GIVEN INSTRUCTION :: Extract each line of the material below that contains the string "floor". Matching is case-sensitive.

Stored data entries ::

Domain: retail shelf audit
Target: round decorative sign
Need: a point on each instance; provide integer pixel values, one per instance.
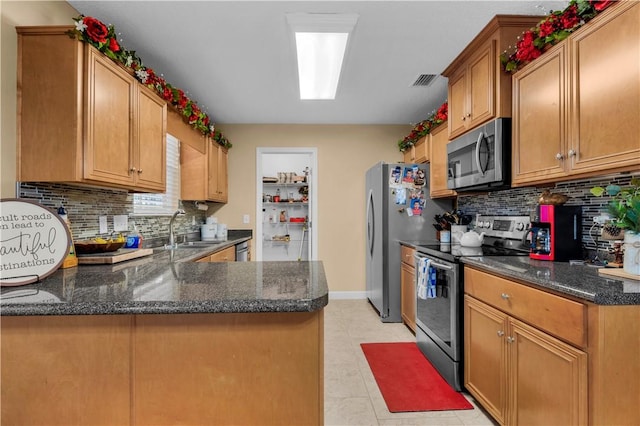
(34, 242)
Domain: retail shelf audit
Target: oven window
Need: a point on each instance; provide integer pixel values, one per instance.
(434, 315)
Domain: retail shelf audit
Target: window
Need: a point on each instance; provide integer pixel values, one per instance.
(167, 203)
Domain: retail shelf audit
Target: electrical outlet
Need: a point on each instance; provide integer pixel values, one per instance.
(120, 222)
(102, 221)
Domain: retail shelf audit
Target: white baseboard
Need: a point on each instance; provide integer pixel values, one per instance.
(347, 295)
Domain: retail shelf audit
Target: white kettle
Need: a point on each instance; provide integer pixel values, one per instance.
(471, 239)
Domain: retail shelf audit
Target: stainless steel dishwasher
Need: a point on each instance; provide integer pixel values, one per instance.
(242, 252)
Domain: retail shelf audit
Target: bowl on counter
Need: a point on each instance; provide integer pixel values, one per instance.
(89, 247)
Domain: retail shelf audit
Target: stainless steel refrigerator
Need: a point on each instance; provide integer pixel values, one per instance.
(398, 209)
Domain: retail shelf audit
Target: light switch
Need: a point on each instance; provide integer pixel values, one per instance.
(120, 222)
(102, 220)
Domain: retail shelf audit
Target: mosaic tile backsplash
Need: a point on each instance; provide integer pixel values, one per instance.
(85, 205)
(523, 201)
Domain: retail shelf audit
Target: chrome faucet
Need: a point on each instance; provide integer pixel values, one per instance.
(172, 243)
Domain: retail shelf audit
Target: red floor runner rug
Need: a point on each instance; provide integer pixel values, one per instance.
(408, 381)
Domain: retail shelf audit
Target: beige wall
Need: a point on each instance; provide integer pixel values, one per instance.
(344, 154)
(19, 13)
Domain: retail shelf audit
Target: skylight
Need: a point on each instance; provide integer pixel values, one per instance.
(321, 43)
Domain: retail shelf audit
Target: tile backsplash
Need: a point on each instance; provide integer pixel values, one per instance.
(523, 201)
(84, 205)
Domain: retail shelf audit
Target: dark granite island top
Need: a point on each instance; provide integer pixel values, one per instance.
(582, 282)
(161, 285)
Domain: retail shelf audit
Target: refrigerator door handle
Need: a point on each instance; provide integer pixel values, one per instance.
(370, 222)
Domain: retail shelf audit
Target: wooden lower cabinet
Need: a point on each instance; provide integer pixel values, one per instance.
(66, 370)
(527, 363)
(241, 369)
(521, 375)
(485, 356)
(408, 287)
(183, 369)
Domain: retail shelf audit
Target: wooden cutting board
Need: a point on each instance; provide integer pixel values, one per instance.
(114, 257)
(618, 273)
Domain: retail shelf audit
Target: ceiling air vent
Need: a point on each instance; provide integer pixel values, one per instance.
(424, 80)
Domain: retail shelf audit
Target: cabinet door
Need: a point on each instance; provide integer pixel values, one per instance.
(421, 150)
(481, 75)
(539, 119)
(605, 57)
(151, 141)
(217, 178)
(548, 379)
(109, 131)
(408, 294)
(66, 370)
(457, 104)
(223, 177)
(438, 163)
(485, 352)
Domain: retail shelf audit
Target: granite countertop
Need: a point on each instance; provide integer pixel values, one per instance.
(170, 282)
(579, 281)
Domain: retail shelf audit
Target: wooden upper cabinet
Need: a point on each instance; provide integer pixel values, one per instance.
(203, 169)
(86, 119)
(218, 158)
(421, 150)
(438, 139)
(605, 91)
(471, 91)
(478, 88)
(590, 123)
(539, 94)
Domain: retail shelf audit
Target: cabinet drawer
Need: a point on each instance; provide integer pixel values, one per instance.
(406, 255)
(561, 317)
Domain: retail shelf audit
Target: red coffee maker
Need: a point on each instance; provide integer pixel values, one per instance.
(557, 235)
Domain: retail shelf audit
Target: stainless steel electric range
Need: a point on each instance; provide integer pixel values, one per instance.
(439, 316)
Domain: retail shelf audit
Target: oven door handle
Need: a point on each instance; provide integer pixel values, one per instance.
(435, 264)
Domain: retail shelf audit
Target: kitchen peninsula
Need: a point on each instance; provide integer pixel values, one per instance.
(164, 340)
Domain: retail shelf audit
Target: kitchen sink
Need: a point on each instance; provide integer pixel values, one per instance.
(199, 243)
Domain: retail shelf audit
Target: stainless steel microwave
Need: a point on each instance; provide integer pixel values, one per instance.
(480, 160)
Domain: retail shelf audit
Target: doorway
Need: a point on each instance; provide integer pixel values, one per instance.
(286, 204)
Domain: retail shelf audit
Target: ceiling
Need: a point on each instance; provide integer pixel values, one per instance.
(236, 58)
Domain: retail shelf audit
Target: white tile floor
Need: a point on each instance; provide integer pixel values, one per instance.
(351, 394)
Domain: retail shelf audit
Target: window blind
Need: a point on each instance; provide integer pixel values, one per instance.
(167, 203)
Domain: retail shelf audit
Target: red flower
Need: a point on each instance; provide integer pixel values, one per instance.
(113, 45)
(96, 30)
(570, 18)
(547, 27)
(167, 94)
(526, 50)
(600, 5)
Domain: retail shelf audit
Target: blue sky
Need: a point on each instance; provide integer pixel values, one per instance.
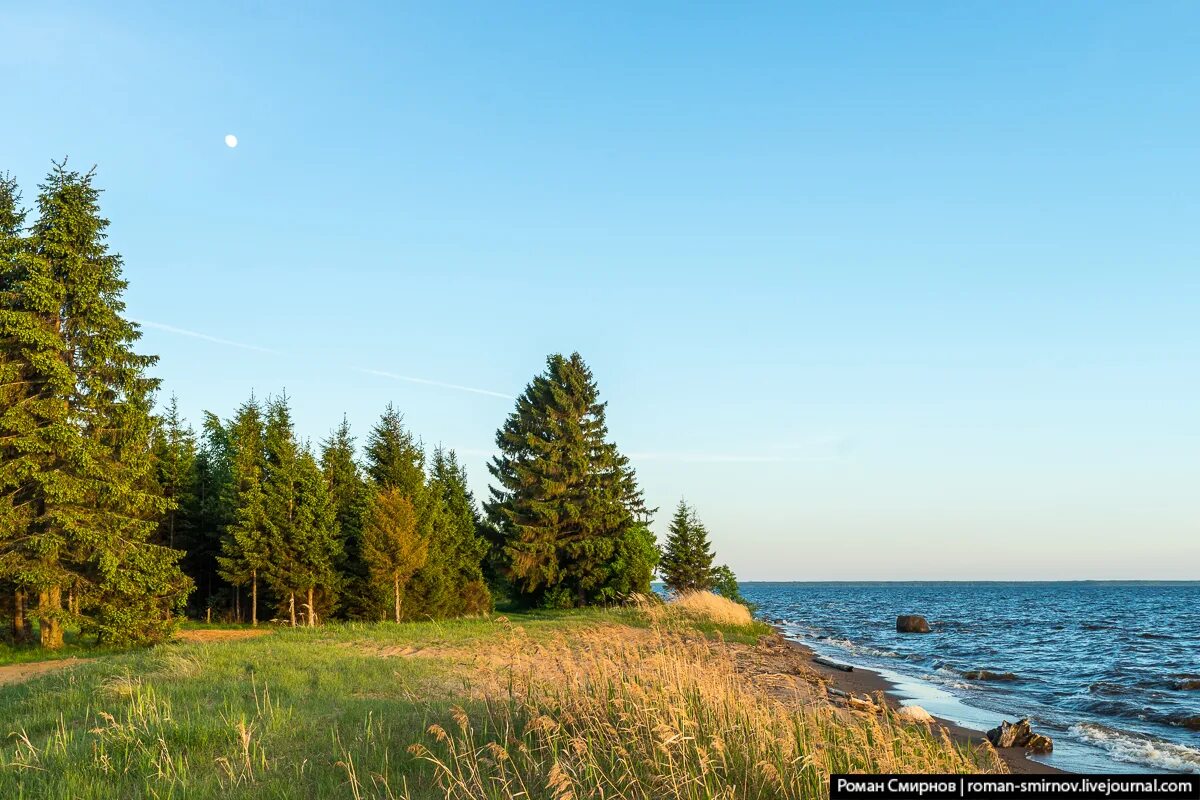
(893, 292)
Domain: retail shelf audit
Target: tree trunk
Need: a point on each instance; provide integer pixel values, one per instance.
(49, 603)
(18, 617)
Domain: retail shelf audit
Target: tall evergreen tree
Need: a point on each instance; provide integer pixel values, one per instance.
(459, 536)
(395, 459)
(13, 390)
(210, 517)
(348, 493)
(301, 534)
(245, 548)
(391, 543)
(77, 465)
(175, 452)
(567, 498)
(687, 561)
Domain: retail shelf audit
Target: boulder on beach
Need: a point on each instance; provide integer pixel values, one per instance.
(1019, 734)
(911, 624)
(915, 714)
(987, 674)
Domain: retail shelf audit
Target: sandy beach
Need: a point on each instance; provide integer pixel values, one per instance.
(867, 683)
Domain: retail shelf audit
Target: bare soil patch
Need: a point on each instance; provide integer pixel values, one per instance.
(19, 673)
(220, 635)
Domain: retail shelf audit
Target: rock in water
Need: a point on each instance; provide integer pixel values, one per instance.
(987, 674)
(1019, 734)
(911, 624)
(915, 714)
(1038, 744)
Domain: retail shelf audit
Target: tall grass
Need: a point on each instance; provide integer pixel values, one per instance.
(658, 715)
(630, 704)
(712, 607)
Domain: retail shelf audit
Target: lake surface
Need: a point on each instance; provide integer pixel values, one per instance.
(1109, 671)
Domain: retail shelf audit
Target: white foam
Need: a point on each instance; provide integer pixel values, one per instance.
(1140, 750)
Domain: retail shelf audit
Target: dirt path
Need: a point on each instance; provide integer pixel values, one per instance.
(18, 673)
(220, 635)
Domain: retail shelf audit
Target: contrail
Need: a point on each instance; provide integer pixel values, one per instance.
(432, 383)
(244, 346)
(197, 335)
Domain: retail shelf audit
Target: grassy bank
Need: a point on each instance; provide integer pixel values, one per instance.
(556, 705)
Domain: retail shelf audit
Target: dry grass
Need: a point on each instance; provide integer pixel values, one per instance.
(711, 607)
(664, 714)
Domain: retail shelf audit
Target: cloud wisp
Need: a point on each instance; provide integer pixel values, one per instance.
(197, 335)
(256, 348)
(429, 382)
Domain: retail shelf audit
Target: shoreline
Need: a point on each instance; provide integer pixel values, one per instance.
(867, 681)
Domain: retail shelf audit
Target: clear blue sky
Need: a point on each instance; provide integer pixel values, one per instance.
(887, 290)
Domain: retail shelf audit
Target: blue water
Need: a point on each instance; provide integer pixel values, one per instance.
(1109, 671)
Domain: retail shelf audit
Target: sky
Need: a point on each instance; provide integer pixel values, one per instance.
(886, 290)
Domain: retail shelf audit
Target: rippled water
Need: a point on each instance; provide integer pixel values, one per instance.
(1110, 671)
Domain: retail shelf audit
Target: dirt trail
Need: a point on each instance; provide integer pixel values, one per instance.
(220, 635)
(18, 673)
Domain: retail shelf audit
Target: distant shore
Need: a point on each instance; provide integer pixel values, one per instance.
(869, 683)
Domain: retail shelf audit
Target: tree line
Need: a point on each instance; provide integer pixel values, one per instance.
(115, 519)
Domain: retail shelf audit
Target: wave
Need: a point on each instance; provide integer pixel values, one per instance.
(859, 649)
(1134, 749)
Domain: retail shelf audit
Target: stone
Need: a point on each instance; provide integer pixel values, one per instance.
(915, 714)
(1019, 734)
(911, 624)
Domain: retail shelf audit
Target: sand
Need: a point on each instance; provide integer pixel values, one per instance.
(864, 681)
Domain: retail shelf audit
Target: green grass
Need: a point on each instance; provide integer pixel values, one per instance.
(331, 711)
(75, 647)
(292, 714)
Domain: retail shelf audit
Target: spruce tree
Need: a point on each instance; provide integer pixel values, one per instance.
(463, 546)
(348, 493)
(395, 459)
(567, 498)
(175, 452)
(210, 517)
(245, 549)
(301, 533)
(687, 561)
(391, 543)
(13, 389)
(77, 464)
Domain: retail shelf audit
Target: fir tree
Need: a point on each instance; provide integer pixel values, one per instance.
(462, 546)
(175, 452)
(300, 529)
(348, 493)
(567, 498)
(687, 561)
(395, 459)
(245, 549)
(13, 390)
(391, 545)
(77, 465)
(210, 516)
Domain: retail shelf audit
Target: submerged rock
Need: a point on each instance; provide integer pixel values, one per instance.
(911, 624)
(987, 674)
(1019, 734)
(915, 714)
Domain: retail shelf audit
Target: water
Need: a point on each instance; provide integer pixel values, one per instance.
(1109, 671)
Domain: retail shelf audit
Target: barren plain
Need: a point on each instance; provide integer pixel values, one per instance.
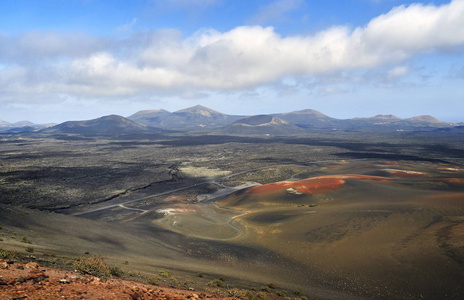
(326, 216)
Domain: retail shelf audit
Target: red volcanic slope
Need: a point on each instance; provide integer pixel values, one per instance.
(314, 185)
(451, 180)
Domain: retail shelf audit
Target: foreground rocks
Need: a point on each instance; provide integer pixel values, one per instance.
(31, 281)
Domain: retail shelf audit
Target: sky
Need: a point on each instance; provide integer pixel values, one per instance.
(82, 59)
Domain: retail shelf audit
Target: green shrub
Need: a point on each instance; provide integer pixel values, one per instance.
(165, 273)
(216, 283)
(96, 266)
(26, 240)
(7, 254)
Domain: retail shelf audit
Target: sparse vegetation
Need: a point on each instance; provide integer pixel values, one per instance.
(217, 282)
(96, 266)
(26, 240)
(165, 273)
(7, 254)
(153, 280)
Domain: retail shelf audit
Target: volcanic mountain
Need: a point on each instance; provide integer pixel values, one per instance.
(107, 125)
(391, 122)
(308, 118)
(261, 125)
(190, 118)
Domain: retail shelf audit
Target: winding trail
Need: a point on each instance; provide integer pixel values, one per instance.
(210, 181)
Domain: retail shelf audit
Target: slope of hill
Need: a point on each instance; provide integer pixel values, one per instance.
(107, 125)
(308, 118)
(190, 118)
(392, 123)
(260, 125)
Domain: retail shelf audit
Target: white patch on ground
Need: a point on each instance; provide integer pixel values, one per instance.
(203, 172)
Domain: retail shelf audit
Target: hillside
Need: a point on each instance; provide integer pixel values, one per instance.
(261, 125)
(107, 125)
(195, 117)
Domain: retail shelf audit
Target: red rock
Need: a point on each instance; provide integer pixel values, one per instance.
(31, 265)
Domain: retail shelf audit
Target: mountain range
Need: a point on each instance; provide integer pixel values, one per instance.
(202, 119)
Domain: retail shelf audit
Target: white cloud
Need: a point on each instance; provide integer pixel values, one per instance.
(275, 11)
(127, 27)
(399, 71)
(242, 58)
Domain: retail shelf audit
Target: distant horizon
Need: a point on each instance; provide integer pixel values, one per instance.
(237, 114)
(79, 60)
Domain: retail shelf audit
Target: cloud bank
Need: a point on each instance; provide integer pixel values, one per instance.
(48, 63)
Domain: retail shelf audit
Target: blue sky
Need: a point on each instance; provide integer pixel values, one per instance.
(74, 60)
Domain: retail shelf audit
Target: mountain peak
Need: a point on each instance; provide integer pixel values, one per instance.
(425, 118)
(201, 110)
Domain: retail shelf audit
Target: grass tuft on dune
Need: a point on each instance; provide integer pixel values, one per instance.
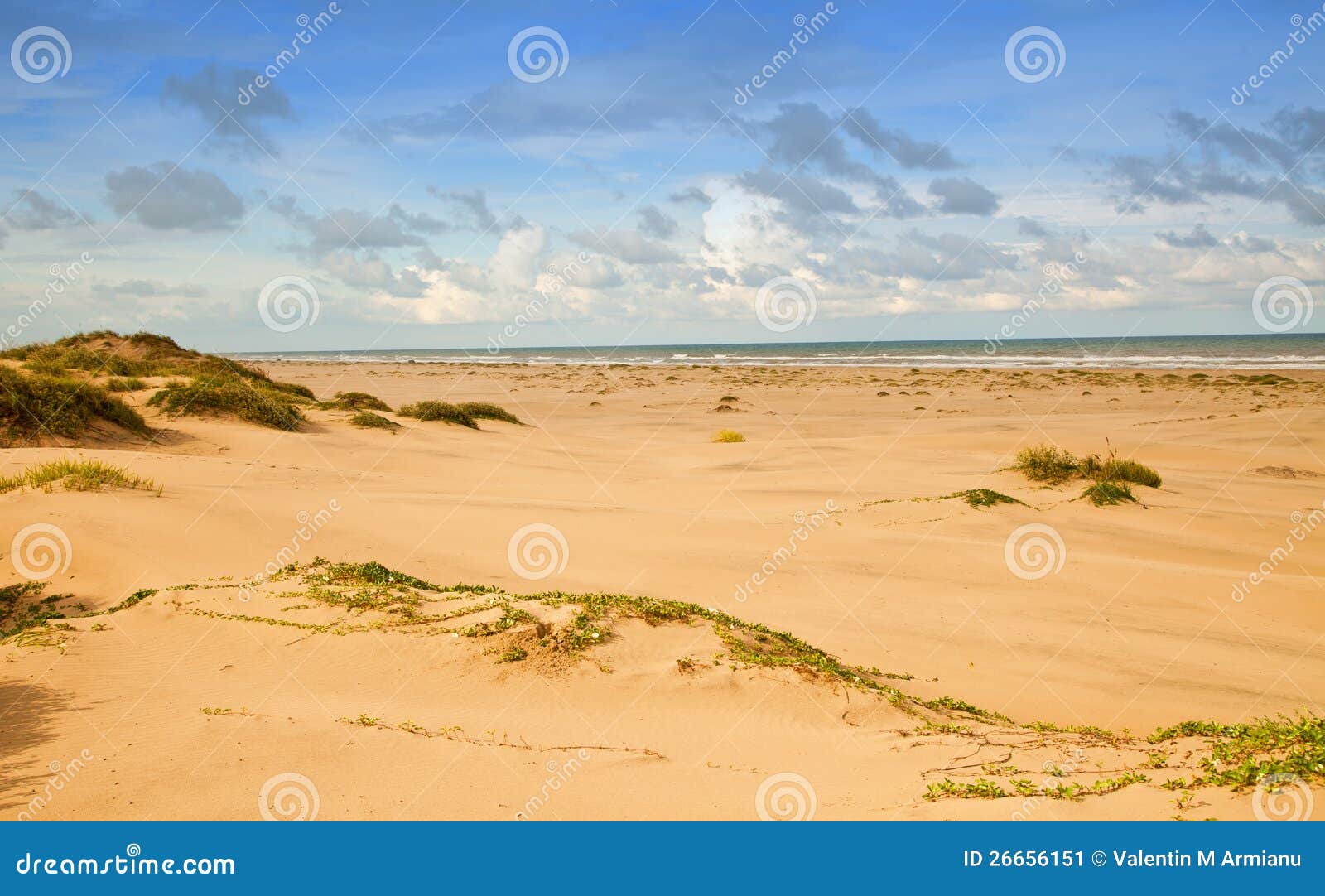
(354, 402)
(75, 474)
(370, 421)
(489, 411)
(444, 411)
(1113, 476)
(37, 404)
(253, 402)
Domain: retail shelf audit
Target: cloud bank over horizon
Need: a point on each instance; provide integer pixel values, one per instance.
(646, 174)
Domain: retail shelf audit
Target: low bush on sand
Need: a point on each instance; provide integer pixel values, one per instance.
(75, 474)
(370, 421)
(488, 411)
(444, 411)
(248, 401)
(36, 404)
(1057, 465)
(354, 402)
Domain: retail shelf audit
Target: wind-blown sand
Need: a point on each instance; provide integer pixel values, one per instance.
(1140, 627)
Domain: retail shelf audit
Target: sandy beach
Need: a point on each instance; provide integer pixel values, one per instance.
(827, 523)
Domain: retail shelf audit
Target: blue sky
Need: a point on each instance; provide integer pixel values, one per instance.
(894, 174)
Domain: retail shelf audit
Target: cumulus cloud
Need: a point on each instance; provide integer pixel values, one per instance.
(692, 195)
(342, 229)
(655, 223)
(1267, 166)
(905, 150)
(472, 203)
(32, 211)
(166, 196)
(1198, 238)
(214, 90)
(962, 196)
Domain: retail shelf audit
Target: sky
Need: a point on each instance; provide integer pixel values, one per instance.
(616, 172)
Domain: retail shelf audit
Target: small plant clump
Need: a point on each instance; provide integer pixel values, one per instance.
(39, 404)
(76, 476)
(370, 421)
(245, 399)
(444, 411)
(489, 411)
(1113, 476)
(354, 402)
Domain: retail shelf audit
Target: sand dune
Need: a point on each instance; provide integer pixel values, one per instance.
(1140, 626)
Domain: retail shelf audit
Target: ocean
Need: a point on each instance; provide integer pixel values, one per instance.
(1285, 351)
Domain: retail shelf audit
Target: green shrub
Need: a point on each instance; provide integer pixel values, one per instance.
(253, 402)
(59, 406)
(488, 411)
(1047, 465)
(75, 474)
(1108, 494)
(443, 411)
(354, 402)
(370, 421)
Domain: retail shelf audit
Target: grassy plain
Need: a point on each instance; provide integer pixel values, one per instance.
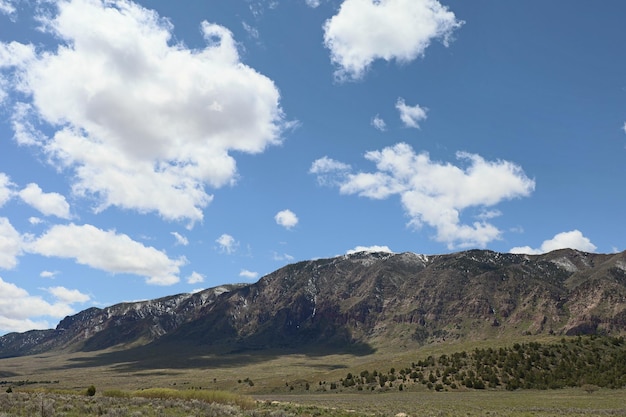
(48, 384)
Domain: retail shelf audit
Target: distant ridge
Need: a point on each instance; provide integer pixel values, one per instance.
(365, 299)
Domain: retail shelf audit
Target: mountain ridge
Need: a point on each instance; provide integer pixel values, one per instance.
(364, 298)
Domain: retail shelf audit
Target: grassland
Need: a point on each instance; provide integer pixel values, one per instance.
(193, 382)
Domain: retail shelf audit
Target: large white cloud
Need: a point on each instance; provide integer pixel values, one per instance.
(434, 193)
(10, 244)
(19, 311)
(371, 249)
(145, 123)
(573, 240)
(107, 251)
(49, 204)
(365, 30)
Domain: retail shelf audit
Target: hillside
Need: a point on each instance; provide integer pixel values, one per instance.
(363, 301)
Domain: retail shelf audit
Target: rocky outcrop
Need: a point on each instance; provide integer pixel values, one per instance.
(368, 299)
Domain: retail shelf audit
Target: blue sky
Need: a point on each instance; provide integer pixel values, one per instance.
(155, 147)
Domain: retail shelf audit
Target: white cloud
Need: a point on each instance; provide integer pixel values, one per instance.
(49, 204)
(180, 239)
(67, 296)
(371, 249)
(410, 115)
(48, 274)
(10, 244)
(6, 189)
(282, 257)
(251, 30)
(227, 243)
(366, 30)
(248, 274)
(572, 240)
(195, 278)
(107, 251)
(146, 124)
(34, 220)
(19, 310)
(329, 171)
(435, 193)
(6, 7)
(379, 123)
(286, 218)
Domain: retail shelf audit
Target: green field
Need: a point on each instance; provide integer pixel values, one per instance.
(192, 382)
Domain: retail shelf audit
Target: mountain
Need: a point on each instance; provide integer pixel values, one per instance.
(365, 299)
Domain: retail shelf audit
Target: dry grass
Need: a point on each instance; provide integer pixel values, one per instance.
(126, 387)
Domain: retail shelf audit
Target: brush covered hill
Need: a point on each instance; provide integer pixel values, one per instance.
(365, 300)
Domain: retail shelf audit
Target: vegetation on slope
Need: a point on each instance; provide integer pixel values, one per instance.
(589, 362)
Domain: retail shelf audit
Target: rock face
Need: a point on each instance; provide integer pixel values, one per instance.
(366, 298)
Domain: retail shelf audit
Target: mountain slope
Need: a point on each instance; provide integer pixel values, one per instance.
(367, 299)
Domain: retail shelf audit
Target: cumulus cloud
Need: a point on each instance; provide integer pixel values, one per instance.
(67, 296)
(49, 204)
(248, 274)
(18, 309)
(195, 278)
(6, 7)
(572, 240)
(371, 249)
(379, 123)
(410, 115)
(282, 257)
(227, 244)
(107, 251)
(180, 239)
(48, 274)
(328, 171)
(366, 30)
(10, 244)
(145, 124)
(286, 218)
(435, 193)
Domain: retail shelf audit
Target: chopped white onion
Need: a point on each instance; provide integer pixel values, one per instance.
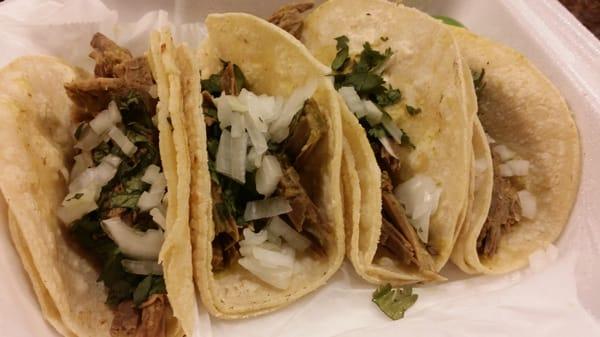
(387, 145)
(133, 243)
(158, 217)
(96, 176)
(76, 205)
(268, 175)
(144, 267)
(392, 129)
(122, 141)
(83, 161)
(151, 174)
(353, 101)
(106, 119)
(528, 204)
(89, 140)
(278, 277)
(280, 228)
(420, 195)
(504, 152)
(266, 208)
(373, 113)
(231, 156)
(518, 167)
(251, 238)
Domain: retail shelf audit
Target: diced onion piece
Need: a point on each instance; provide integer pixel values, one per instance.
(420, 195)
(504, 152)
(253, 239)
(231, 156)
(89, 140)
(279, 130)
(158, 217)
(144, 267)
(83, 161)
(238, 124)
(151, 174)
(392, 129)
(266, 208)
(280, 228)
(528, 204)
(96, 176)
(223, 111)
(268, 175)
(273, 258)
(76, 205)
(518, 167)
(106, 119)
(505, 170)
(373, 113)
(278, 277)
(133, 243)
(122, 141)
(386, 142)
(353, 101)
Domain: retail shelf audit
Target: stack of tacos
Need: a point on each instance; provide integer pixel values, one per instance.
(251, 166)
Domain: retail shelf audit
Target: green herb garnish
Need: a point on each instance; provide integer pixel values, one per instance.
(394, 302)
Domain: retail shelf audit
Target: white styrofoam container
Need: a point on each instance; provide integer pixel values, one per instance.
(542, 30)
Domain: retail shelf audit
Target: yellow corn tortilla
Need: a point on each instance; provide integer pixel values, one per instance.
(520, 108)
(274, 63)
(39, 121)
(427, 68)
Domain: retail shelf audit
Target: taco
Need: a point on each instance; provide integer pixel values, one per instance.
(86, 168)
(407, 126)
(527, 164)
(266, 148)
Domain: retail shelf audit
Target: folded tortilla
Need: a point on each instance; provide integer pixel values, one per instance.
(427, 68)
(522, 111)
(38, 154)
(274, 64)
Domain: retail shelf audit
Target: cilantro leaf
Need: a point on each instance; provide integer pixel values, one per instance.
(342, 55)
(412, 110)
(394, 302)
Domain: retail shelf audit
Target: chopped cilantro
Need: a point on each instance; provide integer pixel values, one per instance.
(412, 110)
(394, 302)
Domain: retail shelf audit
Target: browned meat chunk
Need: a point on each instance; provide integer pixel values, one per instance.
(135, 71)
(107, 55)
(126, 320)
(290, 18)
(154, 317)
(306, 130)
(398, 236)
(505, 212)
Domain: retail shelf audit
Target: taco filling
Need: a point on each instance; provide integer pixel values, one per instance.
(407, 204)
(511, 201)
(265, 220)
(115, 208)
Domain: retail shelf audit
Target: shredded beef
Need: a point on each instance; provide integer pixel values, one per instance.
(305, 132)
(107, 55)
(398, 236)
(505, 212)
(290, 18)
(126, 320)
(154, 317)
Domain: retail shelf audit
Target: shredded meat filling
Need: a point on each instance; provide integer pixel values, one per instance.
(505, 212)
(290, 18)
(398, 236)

SOLUTION TO THE PROBLEM ::
Target: red floor runner rug
Target: white tile floor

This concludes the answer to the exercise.